__Trecho da página__

☆ ☆ ☆ ☆ ☆

Um minucioso trabalho de resgate feito pela prefeitura de Tietê, a 148 km de São Paulo, colocou à disposição do público preciosidades da cultura popular paulista, como a primeira música sertaneja gravada no Brasil, há 80 anos. Jorginho do Sertão, escrita e composta por Cornélio Pires, natural da cidade, e interpretada pela dupla Mariano e Caçula, foi lançada em 1929 com o selo da Columbia. O próprio compositor bancou a prensagem dos discos, tornando-se também o primeiro produtor musical independente do País.

Para marcar este ano, a Secretaria de Cultura local recuperou e gravou em CD toda a discografia do compositor – que também foi escritor, folclorista, comediante e jornalista. São 104 títulos, entre músicas, causos e imitações, gravados entre 1929 e 31. Os 52 originais são discos raros, em vinil de 78 rotações, e de alguns deles, existe um único exemplar. As cópias em CD podem ser ouvidas na Audioteca da Secretaria, ou levadas para escolas. “Além de estudantes e pesquisadores, recebemos aqui o morador comum, interessado em conhecer a origem do sertanejo”, conta o secretário Pedro Macerani, o “Pedro Massa”, também músico e compositor.

Para Macerani, a criação do artista representou a transição da música essencialmente caipira para aquela de formato fonográfico, que resultou no sertanejo como é hoje. “O caipira que Cornélio levava para a capital, como na famosa apresentação no Colégio Mackenzie, em 1910, assimilou a visão da urbanidade que impregna a música sertaneja.”

Ele conta que, quando assumiu a Secretaria, no fim de 2005, “descobriu” os discos de Cornélio escondidos sob um móvel. Eram 32 volumes originais em vinil. “Estavam cobertos de pó e mofo, precisei colocá-los numa banheira.” Ele cuidou pessoalmente da remasterização do conteúdo. Em seguida, iniciou a busca dos 20 volumes que faltavam. “Descobri que os originais são raríssimos e em muitos casos tive de recorrer a cópias.” A garimpagem não cessou. “Tenho pedido a quem possui discos originais de Cornélio Pires que me procure.”

A gravação da série 20 Mil pela Columbia foi uma epopeia. Cornélio Pires procurou o dono da Byington & Company, representante da gravadora no Brasil, e foi mal recebido. “Ele mandou dizer que música caipira não vendia discos. O Cornélio dispôs-se a pagar, pediu um orçamento e, apesar do preço altíssimo, apareceu à tarde com dois sacos de dinheiro”, relata o pesquisador. Cornélio exigiu apenas que os discos saíssem com rótulo vermelho – a cor usual da gravadora era o azul. Contrariando a previsão, o disco com Jorginho do Sertão, de um lado, e Moda de Pião, do outro – vendeu 5 mil exemplares em 20 dias.

☆ ☆ ☆ ☆ ☆

[Entradas de anotação com coordenadas]
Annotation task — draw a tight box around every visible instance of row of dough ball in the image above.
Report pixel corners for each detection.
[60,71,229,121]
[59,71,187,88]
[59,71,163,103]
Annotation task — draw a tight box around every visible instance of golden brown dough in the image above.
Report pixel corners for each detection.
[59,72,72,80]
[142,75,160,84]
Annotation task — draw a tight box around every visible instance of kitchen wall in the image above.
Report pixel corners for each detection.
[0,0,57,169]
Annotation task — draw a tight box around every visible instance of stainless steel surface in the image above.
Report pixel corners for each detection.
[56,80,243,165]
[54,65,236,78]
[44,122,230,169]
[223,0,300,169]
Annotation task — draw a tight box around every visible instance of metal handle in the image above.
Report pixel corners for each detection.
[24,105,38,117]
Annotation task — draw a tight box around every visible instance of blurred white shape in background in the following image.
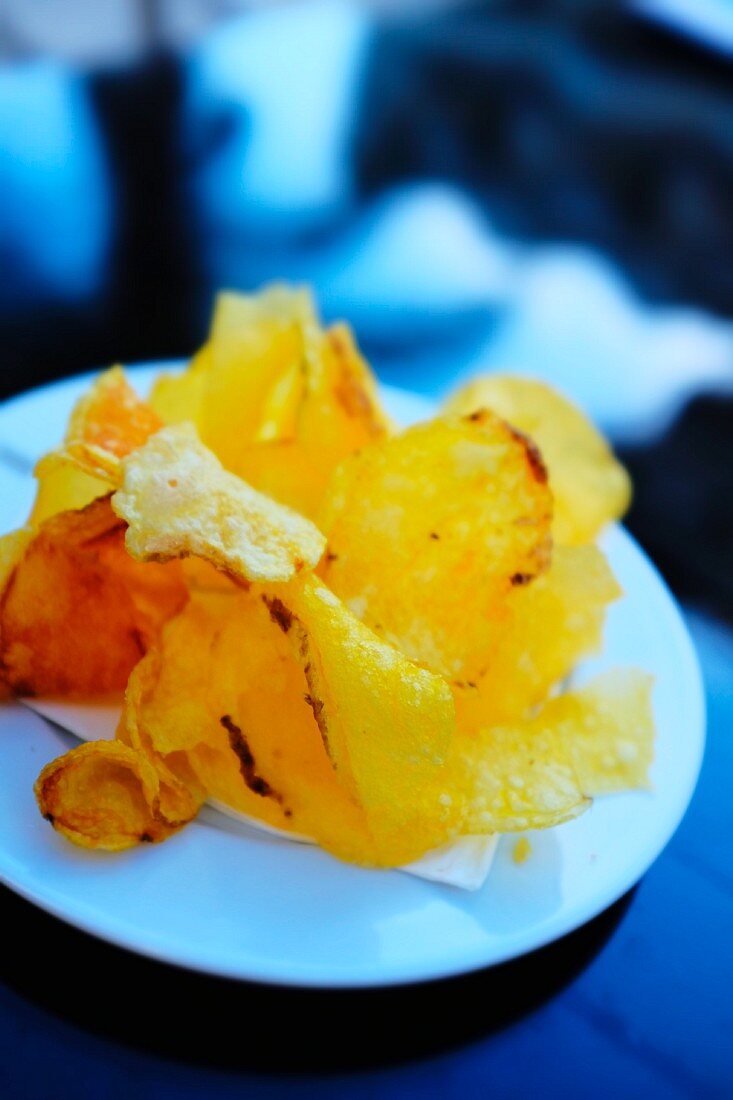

☆ ☆ ☆ ☆ ☆

__Requisitos__
• a. Reproduza a parte do trecho sobre Cornélio Pires que se inicia pelas palavras "A gravação da" e vai até "em 20 dias.", renomeando "gravadora" como "companhia".
• b. Responda às perguntas com base no trecho sobre Cornélio Pires:
(i) Em que ano foi lançada a música Jorginho do Sertão?
(ii) Quantos títulos reúne a discografia do compositor recuperada pela Secretaria de Cultura?
(iii) Quantos exemplares o disco com Jorginho do Sertão vendeu em 20 dias?

__Conjunto de respostas__
• a.
A gravação da série 20 Mil pela Columbia foi uma epopeia. Cornélio Pires procurou o dono da Byington & Company, representante da companhia no Brasil, e foi mal recebido. “Ele mandou dizer que música caipira não vendia discos. O Cornélio dispôs-se a pagar, pediu um orçamento e, apesar do preço altíssimo, apareceu à tarde com dois sacos de dinheiro”, relata o pesquisador. Cornélio exigiu apenas que os discos saíssem com rótulo vermelho – a cor usual da companhia era o azul. Contrariando a previsão, o disco com Jorginho do Sertão, de um lado, e Moda de Pião, do outro – vendeu 5 mil exemplares em 20 dias.

• b.
(i) Em 1929.
(ii) São 104 títulos.
(iii) Vendeu 5 mil exemplares.